- [Document passage]

Is the Old Germán Márquez Still In There?

German Marquez
John Leyba-USA TODAY Sports

The Rockies are what would happen if a baseball team were run by the guy on your block who raises pygmy goats in his yard. Sure, this is a suburban subdivision outside of Columbus, Ohio, and there’s no real purpose to having goats. But the noise and smell aren’t as bad as you feared, neighborhood kids think the goats are cute (correctly — look at their little ears!), the goats only infrequently climb onto your neighbor’s roof and escape to the street, and apparently nobody had goats in mind when the township zoning ordinances were written because there’s no rule against it. Is it weird? Absolutely. But it’s not hurting anyone, so who cares? The world is a little more interesting with little goats running around.

Spare a thought, then, for one of the goat farm’s more decorated denizens, Germán Márquez, who’s entering a pivotal season of his career.

Márquez has been around so long he’s actually made a postseason start; the Rockies made the playoffs in 2017 and ’18, the first two full seasons of his career. But he’s still a few weeks from turning 28, which means he’ll be able to play out the end of a very club-friendly contract and hit free agency for his age-30 season. He will make $15.3 million in 2023, the last year of a five-year, $43 million extension that started in 2019, and the Rockies have a $16 million club option for him next season.

Márquez has been one of the most durable starters in baseball since his first full season in the majors back in 2017. He’s qualified for the ERA title six years running, including in 2020, when he led the National League in innings pitched. Since 2017, he is sixth in the majors in innings; since ’19, seventh; since ’20, fifth.

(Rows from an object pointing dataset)
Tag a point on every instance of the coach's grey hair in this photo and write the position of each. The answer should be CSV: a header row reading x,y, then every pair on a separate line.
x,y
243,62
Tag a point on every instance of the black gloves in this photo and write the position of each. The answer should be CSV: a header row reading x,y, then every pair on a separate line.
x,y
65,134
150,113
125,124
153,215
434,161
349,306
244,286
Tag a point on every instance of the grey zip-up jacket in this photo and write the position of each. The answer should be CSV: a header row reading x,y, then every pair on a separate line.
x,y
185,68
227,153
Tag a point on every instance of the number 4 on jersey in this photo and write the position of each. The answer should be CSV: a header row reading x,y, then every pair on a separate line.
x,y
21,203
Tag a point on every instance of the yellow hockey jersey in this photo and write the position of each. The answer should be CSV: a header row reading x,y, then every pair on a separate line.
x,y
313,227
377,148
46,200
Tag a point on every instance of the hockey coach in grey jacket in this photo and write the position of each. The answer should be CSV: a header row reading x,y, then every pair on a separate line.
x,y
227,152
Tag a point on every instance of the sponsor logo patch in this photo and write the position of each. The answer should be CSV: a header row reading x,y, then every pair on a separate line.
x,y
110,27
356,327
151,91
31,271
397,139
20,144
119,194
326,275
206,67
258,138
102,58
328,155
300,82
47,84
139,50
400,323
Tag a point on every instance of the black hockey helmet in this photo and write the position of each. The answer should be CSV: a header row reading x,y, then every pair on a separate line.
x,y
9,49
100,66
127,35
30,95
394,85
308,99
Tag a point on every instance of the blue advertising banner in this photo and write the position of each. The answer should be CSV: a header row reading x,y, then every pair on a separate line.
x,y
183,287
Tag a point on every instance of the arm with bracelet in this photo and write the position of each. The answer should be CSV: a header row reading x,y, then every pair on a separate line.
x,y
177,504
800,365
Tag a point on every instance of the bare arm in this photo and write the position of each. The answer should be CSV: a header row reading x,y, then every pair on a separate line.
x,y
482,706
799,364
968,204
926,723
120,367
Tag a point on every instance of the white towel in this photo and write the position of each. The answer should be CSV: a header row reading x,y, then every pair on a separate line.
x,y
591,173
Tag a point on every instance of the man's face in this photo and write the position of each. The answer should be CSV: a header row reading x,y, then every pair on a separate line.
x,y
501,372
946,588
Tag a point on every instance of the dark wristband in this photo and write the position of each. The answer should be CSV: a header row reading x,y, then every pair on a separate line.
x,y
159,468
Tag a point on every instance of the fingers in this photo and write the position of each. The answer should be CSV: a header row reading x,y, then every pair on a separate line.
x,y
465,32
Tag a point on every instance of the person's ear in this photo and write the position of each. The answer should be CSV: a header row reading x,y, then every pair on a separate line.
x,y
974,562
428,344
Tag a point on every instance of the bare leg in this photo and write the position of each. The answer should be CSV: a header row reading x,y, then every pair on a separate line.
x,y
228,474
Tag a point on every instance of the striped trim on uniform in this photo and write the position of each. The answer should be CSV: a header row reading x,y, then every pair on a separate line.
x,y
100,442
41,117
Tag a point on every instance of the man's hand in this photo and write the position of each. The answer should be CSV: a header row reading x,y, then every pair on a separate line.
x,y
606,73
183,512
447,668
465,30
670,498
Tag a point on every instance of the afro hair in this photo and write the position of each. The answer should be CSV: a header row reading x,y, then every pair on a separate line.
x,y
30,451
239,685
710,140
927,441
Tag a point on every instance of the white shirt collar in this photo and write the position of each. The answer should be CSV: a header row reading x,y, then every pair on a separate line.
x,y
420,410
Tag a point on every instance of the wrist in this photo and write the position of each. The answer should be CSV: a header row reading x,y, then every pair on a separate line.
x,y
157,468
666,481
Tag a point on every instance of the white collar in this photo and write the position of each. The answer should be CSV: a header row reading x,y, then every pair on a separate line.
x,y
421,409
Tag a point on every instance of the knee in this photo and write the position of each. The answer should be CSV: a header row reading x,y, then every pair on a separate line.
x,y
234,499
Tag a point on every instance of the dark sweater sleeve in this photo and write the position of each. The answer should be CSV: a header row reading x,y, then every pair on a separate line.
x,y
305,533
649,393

- [What you need to do]
1. Output the part of the Germán Márquez article from "The Rockies are" to "season of his career.".
2. Pick out every line of the entries that contains the word "grey" and copy each one.

- [Results of the exercise]
1.
The Rockies are what would happen if a baseball team were run by the guy on your block who raises pygmy goats in his yard. Sure, this is a suburban subdivision outside of Columbus, Ohio, and there’s no real purpose to having goats. But the noise and smell aren’t as bad as you feared, neighborhood kids think the goats are cute (correctly — look at their little ears!), the goats only infrequently climb onto your neighbor’s roof and escape to the street, and apparently nobody had goats in mind when the township zoning ordinances were written because there’s no rule against it. Is it weird? Absolutely. But it’s not hurting anyone, so who cares? The world is a little more interesting with little goats running around.

Spare a thought, then, for one of the goat farm’s more decorated denizens, Germán Márquez, who’s entering a pivotal season of his career.

2.
Tag a point on every instance of the coach's grey hair in this photo and write the position of each. The answer should be CSV: a header row reading x,y, then every pair on a separate line.
Tag a point on every instance of the grey zip-up jacket in this photo and write the position of each. The answer should be CSV: a header row reading x,y, then every pair on a separate line.
Tag a point on every instance of the hockey coach in grey jacket in this photo and write the position of each. The answer should be CSV: a header row reading x,y, then every pair on a separate line.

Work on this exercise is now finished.